WHAT IS NEEDED. Convert the records below into a two-column CSV with the headers input and output, one row per record: the record's text goes in input and its answer in output, each value in a single quoted field with line breaks replaced by spaces. Leave the pictures out.

DATA SHOWN.
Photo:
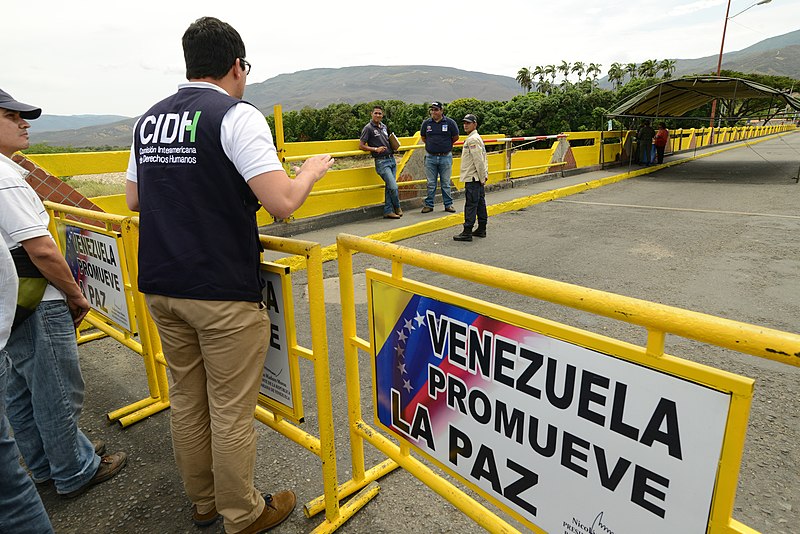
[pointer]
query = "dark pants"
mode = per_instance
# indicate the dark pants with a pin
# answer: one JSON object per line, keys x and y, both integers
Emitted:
{"x": 475, "y": 205}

RESPONSE FOR THIS EXERCISE.
input,output
"Photo: [pointer] query = ""dark pants"" mode = per_instance # indicate the dark pants with a pin # answer: one JSON object per line, keys x and y, both integers Emitted:","{""x"": 475, ""y"": 205}"